What is being asked | Convert each line of these items into a Markdown table with the columns "Nr" and "Line," numbering the rows in order and omitting blank lines.

## BEGIN Exercise materials

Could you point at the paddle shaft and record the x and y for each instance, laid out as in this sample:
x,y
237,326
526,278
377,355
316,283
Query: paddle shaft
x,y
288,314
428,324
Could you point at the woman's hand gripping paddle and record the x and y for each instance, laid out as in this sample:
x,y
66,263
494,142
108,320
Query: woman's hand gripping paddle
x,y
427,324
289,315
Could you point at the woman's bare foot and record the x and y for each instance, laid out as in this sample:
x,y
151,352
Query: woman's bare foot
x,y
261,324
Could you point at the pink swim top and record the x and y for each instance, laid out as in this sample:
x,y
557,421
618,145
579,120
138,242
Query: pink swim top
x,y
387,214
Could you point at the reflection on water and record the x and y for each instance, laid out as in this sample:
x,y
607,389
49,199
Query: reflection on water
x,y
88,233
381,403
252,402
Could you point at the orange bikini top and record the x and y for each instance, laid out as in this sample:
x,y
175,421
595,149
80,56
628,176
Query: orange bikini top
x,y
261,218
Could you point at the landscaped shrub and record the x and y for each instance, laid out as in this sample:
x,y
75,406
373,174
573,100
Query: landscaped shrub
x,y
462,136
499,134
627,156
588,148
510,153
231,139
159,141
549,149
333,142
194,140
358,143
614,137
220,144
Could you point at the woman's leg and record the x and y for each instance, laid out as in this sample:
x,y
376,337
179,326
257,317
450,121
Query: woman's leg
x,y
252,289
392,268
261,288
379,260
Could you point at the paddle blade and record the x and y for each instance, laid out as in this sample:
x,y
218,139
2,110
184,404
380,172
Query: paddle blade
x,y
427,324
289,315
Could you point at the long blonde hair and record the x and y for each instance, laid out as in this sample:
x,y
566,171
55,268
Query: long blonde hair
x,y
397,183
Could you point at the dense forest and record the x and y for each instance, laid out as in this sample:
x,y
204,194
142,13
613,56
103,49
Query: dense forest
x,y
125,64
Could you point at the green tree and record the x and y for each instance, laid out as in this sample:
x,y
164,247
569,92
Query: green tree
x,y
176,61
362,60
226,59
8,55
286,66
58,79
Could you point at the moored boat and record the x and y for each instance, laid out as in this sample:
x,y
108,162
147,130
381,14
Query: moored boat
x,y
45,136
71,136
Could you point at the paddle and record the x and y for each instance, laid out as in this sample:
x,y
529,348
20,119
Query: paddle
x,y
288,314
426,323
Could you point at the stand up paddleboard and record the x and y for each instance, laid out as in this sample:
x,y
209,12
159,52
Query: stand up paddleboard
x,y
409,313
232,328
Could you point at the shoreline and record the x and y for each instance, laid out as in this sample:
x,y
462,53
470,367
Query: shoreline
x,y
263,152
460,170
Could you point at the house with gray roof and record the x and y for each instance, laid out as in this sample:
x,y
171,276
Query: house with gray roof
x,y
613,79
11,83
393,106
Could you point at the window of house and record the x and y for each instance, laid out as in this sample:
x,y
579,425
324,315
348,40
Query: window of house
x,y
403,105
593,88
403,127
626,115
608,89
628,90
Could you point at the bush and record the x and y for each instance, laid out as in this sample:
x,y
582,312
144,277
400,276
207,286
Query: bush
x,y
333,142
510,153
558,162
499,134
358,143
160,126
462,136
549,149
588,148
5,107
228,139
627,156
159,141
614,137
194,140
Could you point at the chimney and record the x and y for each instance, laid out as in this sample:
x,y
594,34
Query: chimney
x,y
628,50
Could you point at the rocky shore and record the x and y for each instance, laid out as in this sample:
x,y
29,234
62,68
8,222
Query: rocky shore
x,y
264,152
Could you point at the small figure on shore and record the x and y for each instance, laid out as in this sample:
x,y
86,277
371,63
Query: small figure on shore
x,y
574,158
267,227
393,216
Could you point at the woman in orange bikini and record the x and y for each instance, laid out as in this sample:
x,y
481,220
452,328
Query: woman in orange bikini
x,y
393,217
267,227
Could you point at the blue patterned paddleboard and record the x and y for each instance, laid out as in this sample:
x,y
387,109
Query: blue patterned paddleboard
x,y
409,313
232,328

## END Exercise materials

Response for this exercise |
| Nr | Line |
|---|---|
| 1 | Could you point at the paddle shaft and record the x and y for each instance, laid out as in this sample: |
| 2 | x,y |
| 3 | 237,326 |
| 4 | 526,278 |
| 5 | 377,355 |
| 6 | 316,283 |
| 7 | Query: paddle shaft |
| 8 | x,y |
| 9 | 288,314 |
| 10 | 428,324 |
| 11 | Could you point at the woman's hand gripping paddle and record the x and y for each instance, laid out as in this sample: |
| 12 | x,y |
| 13 | 66,263 |
| 14 | 494,142 |
| 15 | 108,320 |
| 16 | Query: woman's hand gripping paddle |
| 17 | x,y |
| 18 | 427,324 |
| 19 | 289,315 |
| 20 | Could you point at the woman's bare foot and record the x and y for each instance, laid out as in this sample: |
| 21 | x,y |
| 22 | 151,352 |
| 23 | Query: woman's bare foot |
| 24 | x,y |
| 25 | 261,324 |
| 26 | Could you point at the pink swim top and record the x and y for each instance, laid out as in this sample: |
| 27 | x,y |
| 28 | 557,421 |
| 29 | 618,145 |
| 30 | 579,120 |
| 31 | 138,242 |
| 32 | Query: pink swim top |
| 33 | x,y |
| 34 | 387,214 |
| 35 | Could you point at the reflection on water and record the x and y for each instance, laid out as in this sample: |
| 36 | x,y |
| 37 | 607,389 |
| 38 | 49,199 |
| 39 | Query: reflection on water |
| 40 | x,y |
| 41 | 88,233 |
| 42 | 381,403 |
| 43 | 252,402 |
| 44 | Could you point at the orange bikini top and record the x and y for each instance, laid out as in this sample: |
| 45 | x,y |
| 46 | 175,421 |
| 47 | 595,149 |
| 48 | 80,56 |
| 49 | 628,176 |
| 50 | Query: orange bikini top |
| 51 | x,y |
| 52 | 261,218 |
| 53 | Could you point at the landscaped shrub and record the x and y for each instance, laid out as in this sample: |
| 54 | x,y |
| 55 | 75,406 |
| 56 | 373,174 |
| 57 | 573,100 |
| 58 | Query: landscaped shrub |
| 59 | x,y |
| 60 | 462,136 |
| 61 | 499,134 |
| 62 | 627,156 |
| 63 | 588,148 |
| 64 | 510,153 |
| 65 | 231,139 |
| 66 | 159,141 |
| 67 | 549,149 |
| 68 | 333,142 |
| 69 | 194,140 |
| 70 | 358,143 |
| 71 | 614,137 |
| 72 | 220,144 |
| 73 | Could you point at the woman's leg and record the x and y for each instance, laid out as in this sample: |
| 74 | x,y |
| 75 | 376,337 |
| 76 | 179,326 |
| 77 | 257,317 |
| 78 | 450,121 |
| 79 | Query: woman's leg |
| 80 | x,y |
| 81 | 252,289 |
| 82 | 392,268 |
| 83 | 261,288 |
| 84 | 379,260 |
| 85 | Could you point at the paddle blade and record the x and y for each instance, laid out as in this sample: |
| 86 | x,y |
| 87 | 218,139 |
| 88 | 2,110 |
| 89 | 184,404 |
| 90 | 380,172 |
| 91 | Query: paddle blade |
| 92 | x,y |
| 93 | 427,324 |
| 94 | 289,315 |
| 95 | Could you point at the long blonde hair and record the x and y for each instance, laid out as in this sample: |
| 96 | x,y |
| 97 | 566,171 |
| 98 | 55,268 |
| 99 | Query: long blonde hair |
| 100 | x,y |
| 101 | 397,183 |
| 102 | Could you point at the dense forest and record the x and y for each instance, laid out as in this sample: |
| 103 | x,y |
| 104 | 204,194 |
| 105 | 142,13 |
| 106 | 613,56 |
| 107 | 103,49 |
| 108 | Query: dense forest |
| 109 | x,y |
| 110 | 125,64 |
| 111 | Could you point at the green tree and record the x and y for each instance, laid out as in this sample: |
| 112 | x,y |
| 113 | 164,247 |
| 114 | 569,92 |
| 115 | Query: green tree |
| 116 | x,y |
| 117 | 176,61 |
| 118 | 362,60 |
| 119 | 226,59 |
| 120 | 8,55 |
| 121 | 286,66 |
| 122 | 58,79 |
| 123 | Could you point at the moored boat and record the x and y for each instance, laid out as in this sample: |
| 124 | x,y |
| 125 | 108,162 |
| 126 | 147,130 |
| 127 | 381,14 |
| 128 | Query: moored boat |
| 129 | x,y |
| 130 | 45,136 |
| 131 | 71,136 |
| 132 | Could you point at the paddle and record the x and y for each instance, laid out as in this sample: |
| 133 | x,y |
| 134 | 529,348 |
| 135 | 20,119 |
| 136 | Query: paddle |
| 137 | x,y |
| 138 | 288,314 |
| 139 | 426,323 |
| 140 | Could you point at the stand up paddleboard and record the x and y for each instance, laid out as in this sample: |
| 141 | x,y |
| 142 | 209,12 |
| 143 | 159,52 |
| 144 | Query: stand up paddleboard |
| 145 | x,y |
| 146 | 409,313 |
| 147 | 232,328 |
| 148 | Could you point at the shoreline and record the x and y for each instance, laid out as in this sample: |
| 149 | x,y |
| 150 | 462,53 |
| 151 | 470,367 |
| 152 | Query: shoreline |
| 153 | x,y |
| 154 | 263,152 |
| 155 | 460,170 |
| 156 | Could you point at the house with gray roof and record the x and y for each instance, laid out as in this sample: |
| 157 | x,y |
| 158 | 171,276 |
| 159 | Query: house with gray roof |
| 160 | x,y |
| 161 | 613,79 |
| 162 | 11,83 |
| 163 | 393,106 |
| 164 | Could you point at the window of house and record the x and y for each instance, laid out as in this sample: |
| 165 | x,y |
| 166 | 579,425 |
| 167 | 324,315 |
| 168 | 348,40 |
| 169 | Query: window of house |
| 170 | x,y |
| 171 | 403,105 |
| 172 | 593,88 |
| 173 | 403,127 |
| 174 | 626,115 |
| 175 | 608,89 |
| 176 | 628,90 |
| 177 | Could you point at the bush and record the x and y for each instance, laid out as in this sample: |
| 178 | x,y |
| 179 | 582,312 |
| 180 | 144,277 |
| 181 | 400,276 |
| 182 | 207,286 |
| 183 | Query: bush |
| 184 | x,y |
| 185 | 333,142 |
| 186 | 510,153 |
| 187 | 558,162 |
| 188 | 499,134 |
| 189 | 358,143 |
| 190 | 160,126 |
| 191 | 462,136 |
| 192 | 549,149 |
| 193 | 588,148 |
| 194 | 5,107 |
| 195 | 228,139 |
| 196 | 627,156 |
| 197 | 159,141 |
| 198 | 614,137 |
| 199 | 194,140 |
| 200 | Could you point at the chimney and record the x and y for each instance, laid out as in this sample: |
| 201 | x,y |
| 202 | 594,34 |
| 203 | Query: chimney |
| 204 | x,y |
| 205 | 628,50 |
| 206 | Could you point at the rocky shore and record the x and y for each instance, laid out as in this sample: |
| 207 | x,y |
| 208 | 29,234 |
| 209 | 62,68 |
| 210 | 8,222 |
| 211 | Query: rocky shore |
| 212 | x,y |
| 213 | 264,152 |
| 214 | Could you point at the small figure on shore and record the x and y for each instance, laid out as in this sample: |
| 215 | x,y |
| 216 | 86,277 |
| 217 | 371,63 |
| 218 | Query: small figure on shore |
| 219 | x,y |
| 220 | 574,158 |
| 221 | 267,227 |
| 222 | 393,216 |
| 223 | Could you point at the woman in orange bikini and record the x and y for each instance, laid out as in this sample: |
| 224 | x,y |
| 225 | 481,220 |
| 226 | 452,328 |
| 227 | Query: woman in orange bikini |
| 228 | x,y |
| 229 | 393,217 |
| 230 | 267,227 |
| 231 | Could you point at the blue patterned paddleboard and record the x and y for each instance, laid out as in this sample: |
| 232 | x,y |
| 233 | 387,109 |
| 234 | Query: blue patterned paddleboard |
| 235 | x,y |
| 236 | 409,313 |
| 237 | 232,328 |